#### [Activity]
When the line containing "pixel 294 283" appears in the entries below, begin printing there and stop after the line containing "pixel 87 292"; print each of those lines exactly and no other line.
╭─ Supplied records
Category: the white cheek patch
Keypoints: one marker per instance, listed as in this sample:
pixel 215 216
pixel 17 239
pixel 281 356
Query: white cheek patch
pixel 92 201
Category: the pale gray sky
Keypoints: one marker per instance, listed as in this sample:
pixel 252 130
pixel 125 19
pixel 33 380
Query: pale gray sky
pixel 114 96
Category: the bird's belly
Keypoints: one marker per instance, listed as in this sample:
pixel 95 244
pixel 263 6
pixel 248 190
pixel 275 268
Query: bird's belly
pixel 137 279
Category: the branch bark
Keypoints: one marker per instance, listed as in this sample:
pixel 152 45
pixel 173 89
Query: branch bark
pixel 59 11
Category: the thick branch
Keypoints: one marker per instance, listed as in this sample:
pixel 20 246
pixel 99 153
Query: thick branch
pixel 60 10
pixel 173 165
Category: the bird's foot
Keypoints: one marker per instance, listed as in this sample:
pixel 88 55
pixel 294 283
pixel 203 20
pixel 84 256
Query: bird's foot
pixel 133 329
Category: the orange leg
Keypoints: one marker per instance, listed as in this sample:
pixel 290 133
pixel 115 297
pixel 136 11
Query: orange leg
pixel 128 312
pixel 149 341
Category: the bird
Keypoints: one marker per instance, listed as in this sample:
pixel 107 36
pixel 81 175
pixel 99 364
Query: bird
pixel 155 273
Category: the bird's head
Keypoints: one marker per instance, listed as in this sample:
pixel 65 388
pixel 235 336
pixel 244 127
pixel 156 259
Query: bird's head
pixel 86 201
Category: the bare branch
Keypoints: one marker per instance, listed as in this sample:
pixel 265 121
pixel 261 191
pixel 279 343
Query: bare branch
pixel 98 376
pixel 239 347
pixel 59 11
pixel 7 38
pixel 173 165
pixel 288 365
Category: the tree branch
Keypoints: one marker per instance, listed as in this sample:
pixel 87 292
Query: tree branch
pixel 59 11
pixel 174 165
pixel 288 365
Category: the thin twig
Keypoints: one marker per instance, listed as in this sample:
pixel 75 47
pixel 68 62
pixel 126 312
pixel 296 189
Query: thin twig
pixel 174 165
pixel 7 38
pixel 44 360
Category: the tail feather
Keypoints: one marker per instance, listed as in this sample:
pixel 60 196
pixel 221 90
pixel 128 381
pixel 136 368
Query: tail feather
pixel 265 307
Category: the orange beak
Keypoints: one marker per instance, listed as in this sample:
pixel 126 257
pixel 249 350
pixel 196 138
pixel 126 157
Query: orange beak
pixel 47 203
╰─
#### [Solution]
pixel 294 283
pixel 203 20
pixel 84 256
Query: bird's foot
pixel 133 329
Category: the orange leg
Keypoints: one marker per instance, listed as in this sample:
pixel 290 133
pixel 115 297
pixel 136 11
Query: orange leg
pixel 128 312
pixel 149 341
Category: the bird
Keypoints: one marker per instance, listed as in this sample:
pixel 107 36
pixel 81 175
pixel 99 364
Query: bird
pixel 155 273
Category: the bird's head
Keypoints: one marker per instance, listed as in this sample:
pixel 65 388
pixel 235 336
pixel 244 127
pixel 156 259
Query: bird's head
pixel 86 201
Category: the bare branch
Keypoints: one marker per instance, listed as in this sample:
pixel 265 121
pixel 261 191
pixel 279 343
Query: bare branch
pixel 98 376
pixel 239 347
pixel 59 11
pixel 7 38
pixel 173 165
pixel 288 365
Category: the tree branch
Keypoints: one marker per instance, listed as in this sample:
pixel 87 292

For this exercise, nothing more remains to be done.